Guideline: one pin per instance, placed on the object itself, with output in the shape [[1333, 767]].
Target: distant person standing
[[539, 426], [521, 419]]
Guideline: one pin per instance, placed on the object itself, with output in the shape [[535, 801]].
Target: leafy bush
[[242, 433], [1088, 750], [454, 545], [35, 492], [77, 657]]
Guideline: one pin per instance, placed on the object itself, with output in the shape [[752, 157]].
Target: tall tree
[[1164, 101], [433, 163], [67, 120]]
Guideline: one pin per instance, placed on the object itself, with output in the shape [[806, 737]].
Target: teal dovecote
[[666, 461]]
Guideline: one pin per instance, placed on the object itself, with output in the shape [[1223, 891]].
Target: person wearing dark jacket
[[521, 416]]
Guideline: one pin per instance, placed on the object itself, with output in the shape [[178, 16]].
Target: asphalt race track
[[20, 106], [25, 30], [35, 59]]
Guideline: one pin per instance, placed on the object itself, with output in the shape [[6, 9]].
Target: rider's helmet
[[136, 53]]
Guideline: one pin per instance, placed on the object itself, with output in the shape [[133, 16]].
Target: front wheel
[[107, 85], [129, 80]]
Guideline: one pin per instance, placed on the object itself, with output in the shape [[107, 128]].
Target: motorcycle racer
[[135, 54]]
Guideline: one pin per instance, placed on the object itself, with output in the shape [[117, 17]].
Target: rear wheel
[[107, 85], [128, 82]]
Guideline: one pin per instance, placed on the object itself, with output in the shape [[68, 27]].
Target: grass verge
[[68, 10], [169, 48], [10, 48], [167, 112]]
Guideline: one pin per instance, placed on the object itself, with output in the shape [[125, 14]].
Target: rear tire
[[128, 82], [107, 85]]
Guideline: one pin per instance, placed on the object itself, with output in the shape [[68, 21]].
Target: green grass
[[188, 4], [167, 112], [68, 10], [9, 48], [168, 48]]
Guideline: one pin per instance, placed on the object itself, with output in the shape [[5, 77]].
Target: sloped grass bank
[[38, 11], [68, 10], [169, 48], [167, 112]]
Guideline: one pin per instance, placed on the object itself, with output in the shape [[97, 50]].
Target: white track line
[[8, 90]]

※

Convert the lines above into a JSON list of strings with one string per line, leaving out any blank lines.

Written answer
[
  "Guideline: one pin per instance, placed on the object itself, with output in the shape [[1333, 767]].",
  "Target: distant person standing",
  "[[539, 426], [521, 419]]",
  "Guideline: one pin per instance, placed on the object itself, with output in the shape [[535, 801]].",
  "Target: leafy bush",
  "[[242, 433], [1088, 750], [454, 545], [35, 492], [77, 657]]",
  "Guideline: one pin per instance, placed on the object itself, with output in the shape [[752, 157]].",
  "Target: tall tree",
  "[[1164, 101], [433, 163], [67, 120]]",
  "Guideline: one pin per instance, placed on the object itself, with output in the shape [[806, 737]].",
  "Target: teal dovecote",
  "[[666, 461]]",
  "Guideline: one pin per instance, placed on the object itself, with output in the shape [[1223, 891]].",
  "Target: person wearing dark jacket",
  "[[521, 416]]",
  "Guideline: one pin per instance, placed on the object itself, with output in the shape [[178, 16]].",
  "Target: asphalt race track",
  "[[20, 106], [25, 30], [35, 59]]",
  "Guideline: one pin per instance, placed on the object itself, with output in the shape [[6, 9]].",
  "Target: rider's helmet",
  "[[136, 53]]",
  "Guideline: one pin per instance, placed on the object itself, with output in the shape [[133, 16]].",
  "Target: front wheel",
  "[[107, 85], [129, 80]]",
  "Guideline: one pin per instance, placed on the object itself, with output in the shape [[107, 128]].",
  "Target: motorcycle racer",
  "[[135, 54]]",
  "Guideline: one pin per instance, placed on the object itself, with output in the shape [[117, 17]].",
  "Target: rear wheel",
  "[[107, 85], [128, 82]]",
  "Guideline: one pin per instance, placed on the object itself, with output in the shape [[68, 27]].",
  "Target: grass verge",
  "[[68, 10], [169, 48], [10, 48], [167, 112]]",
  "Guideline: one pin per instance, placed on the object itself, with output in the shape [[125, 14]].",
  "Target: rear tire",
  "[[128, 82], [107, 85]]",
  "Guideline: one pin per instance, placed on the object itself, with output in the shape [[68, 21]].",
  "Target: green grass",
  "[[188, 4], [167, 112], [68, 10], [9, 48], [168, 48]]",
  "Guideline: one pin per instance, placed on the object itself, with output in the shape [[5, 77]].",
  "Target: sloped grass bank",
  "[[38, 11], [68, 10], [169, 48], [167, 112]]",
  "Guideline: one pin per instance, placed on the object itself, with output in the shape [[97, 50]].",
  "Target: white track line",
  "[[8, 90]]"
]